[Stored dataset items]
::::::::::
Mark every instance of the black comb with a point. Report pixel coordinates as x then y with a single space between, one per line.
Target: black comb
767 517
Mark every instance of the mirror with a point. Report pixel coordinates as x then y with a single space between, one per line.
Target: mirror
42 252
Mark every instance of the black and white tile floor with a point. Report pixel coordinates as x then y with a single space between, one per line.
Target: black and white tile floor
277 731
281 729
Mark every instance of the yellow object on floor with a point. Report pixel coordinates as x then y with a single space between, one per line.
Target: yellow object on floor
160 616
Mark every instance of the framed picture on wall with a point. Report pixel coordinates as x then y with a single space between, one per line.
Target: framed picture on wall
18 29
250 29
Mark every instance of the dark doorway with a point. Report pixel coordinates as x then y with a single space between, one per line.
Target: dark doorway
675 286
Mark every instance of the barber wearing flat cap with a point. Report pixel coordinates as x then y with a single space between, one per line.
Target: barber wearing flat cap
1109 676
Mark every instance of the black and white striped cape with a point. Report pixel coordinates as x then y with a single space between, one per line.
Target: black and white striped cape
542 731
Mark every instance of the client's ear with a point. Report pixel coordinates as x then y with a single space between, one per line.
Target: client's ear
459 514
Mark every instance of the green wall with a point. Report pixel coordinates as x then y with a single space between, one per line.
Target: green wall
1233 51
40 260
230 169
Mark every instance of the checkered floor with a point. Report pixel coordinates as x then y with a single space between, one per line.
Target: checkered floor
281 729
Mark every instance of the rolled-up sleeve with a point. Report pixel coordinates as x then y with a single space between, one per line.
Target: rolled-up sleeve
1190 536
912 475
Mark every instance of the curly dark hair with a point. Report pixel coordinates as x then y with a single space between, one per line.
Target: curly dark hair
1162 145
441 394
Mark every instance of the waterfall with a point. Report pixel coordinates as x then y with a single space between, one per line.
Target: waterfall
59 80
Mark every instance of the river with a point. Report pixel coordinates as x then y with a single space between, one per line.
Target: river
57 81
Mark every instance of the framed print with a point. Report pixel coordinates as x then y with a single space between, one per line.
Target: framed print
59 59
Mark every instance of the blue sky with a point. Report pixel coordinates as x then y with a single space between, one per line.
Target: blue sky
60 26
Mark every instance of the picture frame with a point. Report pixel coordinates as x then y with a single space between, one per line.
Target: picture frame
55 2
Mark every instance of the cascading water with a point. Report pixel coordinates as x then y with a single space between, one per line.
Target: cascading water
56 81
::::::::::
Given the records above, restate word for word only the lines starting at the one with "Mark every instance of the waterfall" and ending at the one with "Mark every instance of the river".

Mark every instance of the waterfall with a point. Report pixel coordinates as x then y with a single space between, one per line.
Target: waterfall
59 80
Mark every instance of the river with a point. Report pixel coordinates as x then y with a single space between, one per line.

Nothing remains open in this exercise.